**Completa quanto segue**
a – Nel brano sulla borghesia e la struttura produttiva, che cosa non voleva la borghesia in quanto classe privilegiata?
b – Riscrivi sotto forma di elenco il paragrafo del brano sulla borghesia e la struttura produttiva che comincia con "Il sistema ha assolto il proprio ruolo". Mantieni i fatti principali.
c – Prosegui il brano sulla borghesia e la struttura produttiva a partire dall'ultima frase riportata.

**Brano da leggere**
______

Il sistema ha assolto il proprio ruolo, prima legittimando diritti e libertà della borghesia e poi garantendo una diffusa uguaglianza di diritti, tale da rendere oggi corretta la dichiarazione: “la legge è uguale per tutti”. La borghesia invece, come classe privilegiata non voleva l’equità distributiva né il controllo pubblico per garantirla. Non ha quindi previsto lo strumento per realizzarla e nessuno, perdurando il potere borghese, ha valutato la necessità di integrare il nostro meccanismo istituzionale; inevitabile così che la crisi derivata da un vuoto nella struttura pubblica esplodesse nel momento in cui cresceva la sua importanza.

Struttura produttiva. Diverse sono le logiche che permettono al meccanismo produttivo di soddisfare le necessità della collettività rendendo reali i diritti acquisiti. Il singolo soggetto della collettività, quando esprime le proprie necessità come utente, deve capirle, valutarle, esprimerle, imporle al produttore, e controllare che vengano soddisfatte al meglio. In mancanza di questo meccanismo è il produttore che decide, ignora le necessità dell’utente, non ha la convenienza di soddisfarle e privilegia le proprie che sono ad esse contrarie.

______

Voci archiviate
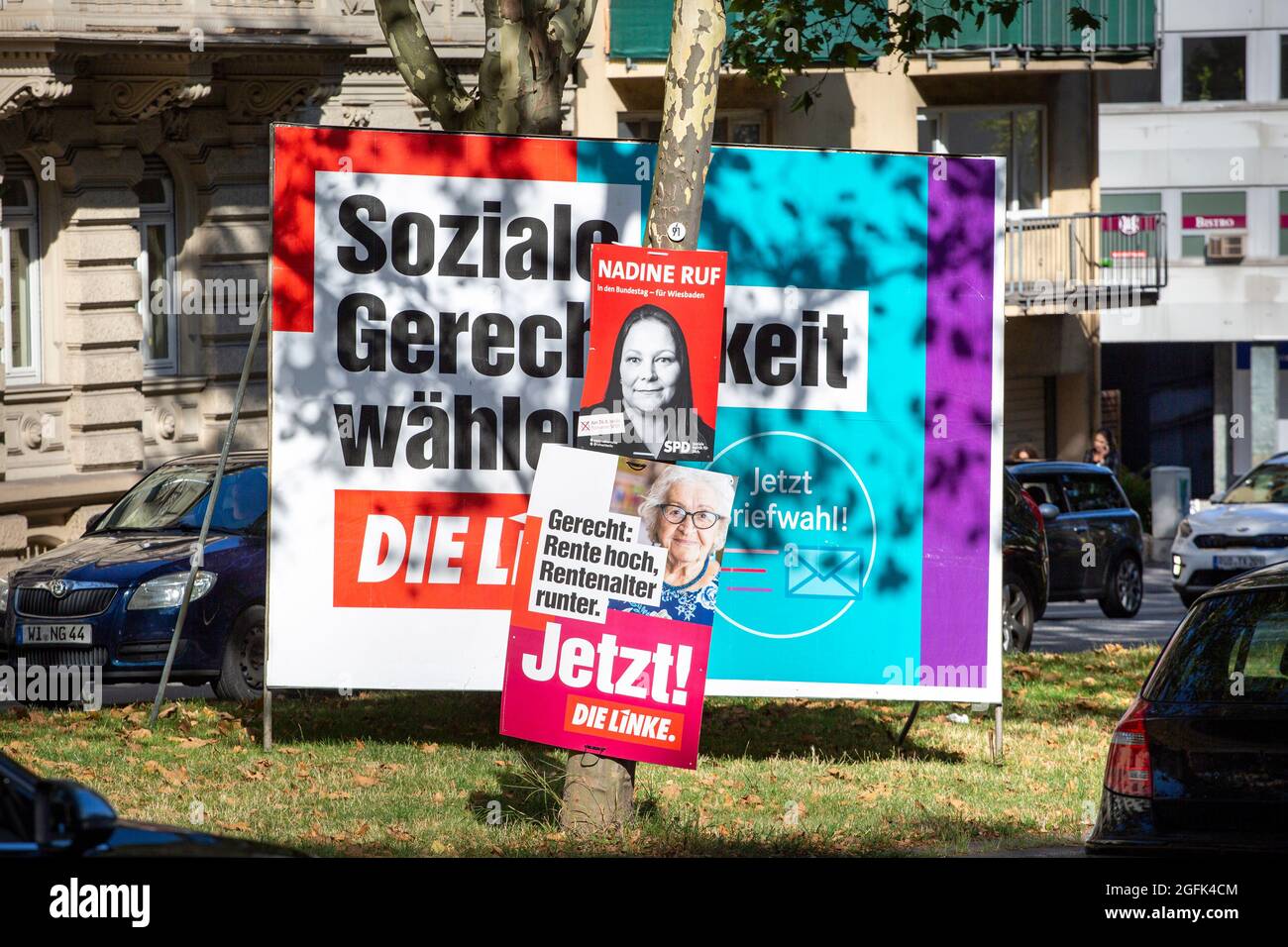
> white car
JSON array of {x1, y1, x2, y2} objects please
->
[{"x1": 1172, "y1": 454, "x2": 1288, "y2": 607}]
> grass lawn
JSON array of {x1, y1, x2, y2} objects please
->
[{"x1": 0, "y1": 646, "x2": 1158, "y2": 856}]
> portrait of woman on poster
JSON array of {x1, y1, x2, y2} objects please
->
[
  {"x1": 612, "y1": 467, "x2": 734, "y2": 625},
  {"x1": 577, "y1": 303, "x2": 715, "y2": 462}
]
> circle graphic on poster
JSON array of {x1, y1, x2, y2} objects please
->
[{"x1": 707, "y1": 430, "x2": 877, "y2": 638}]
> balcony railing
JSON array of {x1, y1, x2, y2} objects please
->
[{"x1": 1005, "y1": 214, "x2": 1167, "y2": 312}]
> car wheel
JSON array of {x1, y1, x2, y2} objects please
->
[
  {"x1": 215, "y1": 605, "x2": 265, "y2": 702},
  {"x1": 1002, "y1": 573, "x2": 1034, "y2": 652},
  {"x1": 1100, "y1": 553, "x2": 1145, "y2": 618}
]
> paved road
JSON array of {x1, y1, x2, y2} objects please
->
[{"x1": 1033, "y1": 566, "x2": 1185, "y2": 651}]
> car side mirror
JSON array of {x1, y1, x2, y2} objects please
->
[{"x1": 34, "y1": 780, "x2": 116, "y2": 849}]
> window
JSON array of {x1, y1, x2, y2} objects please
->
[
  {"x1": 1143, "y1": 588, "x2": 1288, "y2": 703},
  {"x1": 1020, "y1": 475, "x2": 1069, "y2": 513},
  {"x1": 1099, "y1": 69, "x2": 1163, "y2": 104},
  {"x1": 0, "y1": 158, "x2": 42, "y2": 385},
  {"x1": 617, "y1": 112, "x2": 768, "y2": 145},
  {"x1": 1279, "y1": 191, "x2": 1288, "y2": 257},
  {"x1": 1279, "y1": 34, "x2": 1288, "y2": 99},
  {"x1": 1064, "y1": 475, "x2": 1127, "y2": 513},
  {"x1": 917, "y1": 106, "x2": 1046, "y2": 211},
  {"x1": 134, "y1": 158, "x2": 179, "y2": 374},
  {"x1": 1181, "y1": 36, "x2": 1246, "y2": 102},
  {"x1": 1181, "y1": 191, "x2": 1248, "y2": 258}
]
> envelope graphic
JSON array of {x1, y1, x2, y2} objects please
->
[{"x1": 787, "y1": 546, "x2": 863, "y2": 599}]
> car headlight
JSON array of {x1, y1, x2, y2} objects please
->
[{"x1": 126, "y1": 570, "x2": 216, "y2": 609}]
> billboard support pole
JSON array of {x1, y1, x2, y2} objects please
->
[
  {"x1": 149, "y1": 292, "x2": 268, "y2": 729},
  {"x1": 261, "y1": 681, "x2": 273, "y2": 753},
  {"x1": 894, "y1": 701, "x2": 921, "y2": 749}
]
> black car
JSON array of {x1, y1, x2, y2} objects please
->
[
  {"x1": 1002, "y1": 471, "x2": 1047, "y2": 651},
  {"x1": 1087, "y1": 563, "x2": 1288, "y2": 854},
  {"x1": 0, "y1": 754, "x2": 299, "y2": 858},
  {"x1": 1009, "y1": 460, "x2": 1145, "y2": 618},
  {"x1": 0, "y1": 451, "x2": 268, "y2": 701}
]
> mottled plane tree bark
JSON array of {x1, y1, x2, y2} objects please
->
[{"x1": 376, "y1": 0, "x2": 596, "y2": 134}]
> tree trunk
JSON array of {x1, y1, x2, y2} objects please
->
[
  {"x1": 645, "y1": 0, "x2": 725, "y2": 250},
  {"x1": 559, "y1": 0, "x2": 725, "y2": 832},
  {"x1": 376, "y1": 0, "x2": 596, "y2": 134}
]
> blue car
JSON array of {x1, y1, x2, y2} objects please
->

______

**Risposte in ordine**
a – Non voleva l'equità distributiva né il controllo pubblico per garantirla.

b –
- Il sistema ha svolto il suo ruolo. Prima ha legittimato i diritti e le libertà della borghesia, poi ha garantito un'ampia uguaglianza di diritti, tanto che oggi è corretto dire che "la legge è uguale per tutti".
- La borghesia, come classe privilegiata, non voleva l'equità distributiva né il controllo pubblico che la garantisse. Per questo non ha previsto lo strumento per realizzarla.
- Finché è durato il potere borghese, nessuno ha ritenuto necessario integrare il meccanismo istituzionale.
- Il vuoto nella struttura pubblica ha fatto esplodere la crisi proprio quando la sua importanza cresceva.

c –
È la legge della dialettica domanda/offerta che rappresenta il nucleo dei rapporti produttivo/sociali, finalizzati a soddisfare le necessità della collettività/utente e garantire un elevato livello economico /sociale. La cultura marxista, per tutto l’Ottocento e non solo, ha invece privilegiato la dialettica padrone/lavoratore, come chiave interpretativa dello scontro sociale. Questo angolo visuale che, come vedremo inizialmente permetteva una prassi consona all’obbiettivo da raggiungere, nel tempo è diventata sempre più contradittorio.

Nel meccanismo produttivo capitalista lo strumento di cui dispone la collettività/utente per soddisfare le proprie necessità è infatti il mercato che garantisce il potere d’acquisto e rappresenta il punto più avanzato, per non dire l’unico, di partecipazione democratica a livello economico. Infatti è attualmente l’unico strumento di cui dispone la collettività/utente per esprimere le necessità economiche che, diversamente dai diritti, sono costituite da migliaia di istanze, diverse e sparse nel territorio, continuamente variabili, che richiedo una struttura capillare capace di recepirle e per soddisfarle e adeguarsi in tempo reale.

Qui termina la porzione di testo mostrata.